--- What this task involves ---
All lines from the line containing "of the curled" up to and including the last line of the entries must be written out exactly, with no others.

--- Data records ---
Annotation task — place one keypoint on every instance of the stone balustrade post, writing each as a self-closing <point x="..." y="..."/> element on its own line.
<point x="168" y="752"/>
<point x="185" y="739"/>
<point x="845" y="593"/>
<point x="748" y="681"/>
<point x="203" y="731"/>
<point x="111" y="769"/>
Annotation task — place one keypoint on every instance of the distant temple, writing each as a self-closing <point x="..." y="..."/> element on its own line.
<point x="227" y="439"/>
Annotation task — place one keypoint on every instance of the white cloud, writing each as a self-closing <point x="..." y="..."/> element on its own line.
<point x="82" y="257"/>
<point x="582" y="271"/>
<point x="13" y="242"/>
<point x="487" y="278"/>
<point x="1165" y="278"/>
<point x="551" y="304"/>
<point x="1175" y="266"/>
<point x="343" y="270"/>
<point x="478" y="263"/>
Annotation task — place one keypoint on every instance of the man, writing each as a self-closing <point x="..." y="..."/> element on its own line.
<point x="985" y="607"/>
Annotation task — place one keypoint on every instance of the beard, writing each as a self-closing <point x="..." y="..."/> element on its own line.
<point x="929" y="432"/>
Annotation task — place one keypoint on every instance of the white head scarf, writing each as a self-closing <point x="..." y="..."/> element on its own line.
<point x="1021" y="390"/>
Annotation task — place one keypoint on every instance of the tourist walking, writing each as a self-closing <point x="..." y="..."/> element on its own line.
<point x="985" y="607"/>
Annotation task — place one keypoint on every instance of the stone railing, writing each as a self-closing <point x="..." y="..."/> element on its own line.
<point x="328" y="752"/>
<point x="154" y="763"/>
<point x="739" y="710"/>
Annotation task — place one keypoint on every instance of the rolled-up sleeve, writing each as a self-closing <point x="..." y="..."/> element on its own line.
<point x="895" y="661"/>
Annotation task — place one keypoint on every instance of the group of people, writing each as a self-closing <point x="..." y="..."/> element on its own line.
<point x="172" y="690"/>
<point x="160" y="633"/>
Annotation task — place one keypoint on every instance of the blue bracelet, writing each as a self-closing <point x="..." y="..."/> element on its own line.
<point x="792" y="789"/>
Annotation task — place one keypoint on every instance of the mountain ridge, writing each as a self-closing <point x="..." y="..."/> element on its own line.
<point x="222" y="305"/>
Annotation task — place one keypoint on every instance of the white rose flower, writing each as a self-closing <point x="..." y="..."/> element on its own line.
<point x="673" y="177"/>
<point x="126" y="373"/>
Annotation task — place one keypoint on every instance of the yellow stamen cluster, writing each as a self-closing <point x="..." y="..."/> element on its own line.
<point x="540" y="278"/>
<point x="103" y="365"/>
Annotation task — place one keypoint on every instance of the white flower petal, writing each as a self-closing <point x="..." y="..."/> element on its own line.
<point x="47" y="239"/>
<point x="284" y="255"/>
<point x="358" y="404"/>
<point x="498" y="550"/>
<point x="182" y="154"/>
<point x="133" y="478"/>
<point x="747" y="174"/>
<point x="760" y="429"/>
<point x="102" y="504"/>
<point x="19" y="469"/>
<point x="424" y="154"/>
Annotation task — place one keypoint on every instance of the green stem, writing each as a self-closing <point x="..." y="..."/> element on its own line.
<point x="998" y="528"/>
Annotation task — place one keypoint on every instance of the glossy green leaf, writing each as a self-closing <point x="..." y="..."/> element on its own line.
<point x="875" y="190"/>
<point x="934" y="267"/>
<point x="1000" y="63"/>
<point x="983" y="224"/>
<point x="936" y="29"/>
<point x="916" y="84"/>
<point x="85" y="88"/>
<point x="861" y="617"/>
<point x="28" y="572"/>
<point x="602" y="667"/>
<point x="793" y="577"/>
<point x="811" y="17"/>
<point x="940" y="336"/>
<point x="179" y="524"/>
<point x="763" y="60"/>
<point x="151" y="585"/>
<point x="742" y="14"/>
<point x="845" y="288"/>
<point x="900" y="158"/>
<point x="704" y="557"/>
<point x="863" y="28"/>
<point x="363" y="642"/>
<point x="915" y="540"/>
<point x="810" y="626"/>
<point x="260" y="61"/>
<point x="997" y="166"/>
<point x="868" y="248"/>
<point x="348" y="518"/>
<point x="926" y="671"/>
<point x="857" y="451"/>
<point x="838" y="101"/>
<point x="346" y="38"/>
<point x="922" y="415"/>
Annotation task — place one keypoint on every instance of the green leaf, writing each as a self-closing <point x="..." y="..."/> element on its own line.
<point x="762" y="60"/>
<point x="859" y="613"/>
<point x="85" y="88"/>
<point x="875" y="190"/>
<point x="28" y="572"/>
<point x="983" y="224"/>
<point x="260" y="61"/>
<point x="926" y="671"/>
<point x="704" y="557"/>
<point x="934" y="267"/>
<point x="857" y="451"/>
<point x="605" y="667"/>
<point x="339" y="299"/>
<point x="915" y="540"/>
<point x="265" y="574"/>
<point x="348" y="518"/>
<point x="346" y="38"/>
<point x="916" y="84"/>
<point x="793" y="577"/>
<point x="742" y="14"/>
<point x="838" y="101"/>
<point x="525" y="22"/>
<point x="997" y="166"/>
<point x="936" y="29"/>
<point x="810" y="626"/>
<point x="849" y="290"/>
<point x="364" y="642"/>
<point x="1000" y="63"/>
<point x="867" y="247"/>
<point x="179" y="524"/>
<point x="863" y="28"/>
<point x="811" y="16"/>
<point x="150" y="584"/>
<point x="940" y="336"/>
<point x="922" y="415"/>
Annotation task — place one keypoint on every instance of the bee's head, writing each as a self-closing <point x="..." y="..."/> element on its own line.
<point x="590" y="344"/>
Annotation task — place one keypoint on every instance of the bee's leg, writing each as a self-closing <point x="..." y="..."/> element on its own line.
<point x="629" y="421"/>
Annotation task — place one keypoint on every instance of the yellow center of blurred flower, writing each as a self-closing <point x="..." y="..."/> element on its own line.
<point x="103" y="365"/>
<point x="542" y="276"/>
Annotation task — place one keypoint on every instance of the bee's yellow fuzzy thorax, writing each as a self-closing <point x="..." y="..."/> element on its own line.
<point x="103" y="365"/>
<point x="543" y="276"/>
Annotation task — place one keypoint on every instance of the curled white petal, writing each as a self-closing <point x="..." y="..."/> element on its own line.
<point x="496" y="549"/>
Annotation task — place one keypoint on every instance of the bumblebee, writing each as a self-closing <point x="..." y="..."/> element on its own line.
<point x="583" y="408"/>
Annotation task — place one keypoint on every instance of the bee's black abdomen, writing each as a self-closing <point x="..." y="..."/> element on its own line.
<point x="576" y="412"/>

--- Exercise response ---
Annotation task — place one keypoint on every instance of the curled white petal, writing each as a self-closing <point x="..." y="..."/> element on its own line.
<point x="496" y="549"/>
Annotation task — place one keypoint on every instance of the bumblebee, writing each as a self-closing <point x="..." y="..."/> element on its own line.
<point x="583" y="408"/>
Annotation task — place one keypoint on every instance of the bee's black abdomen, writing each as a self-closing <point x="..." y="..."/> element on its own line.
<point x="576" y="412"/>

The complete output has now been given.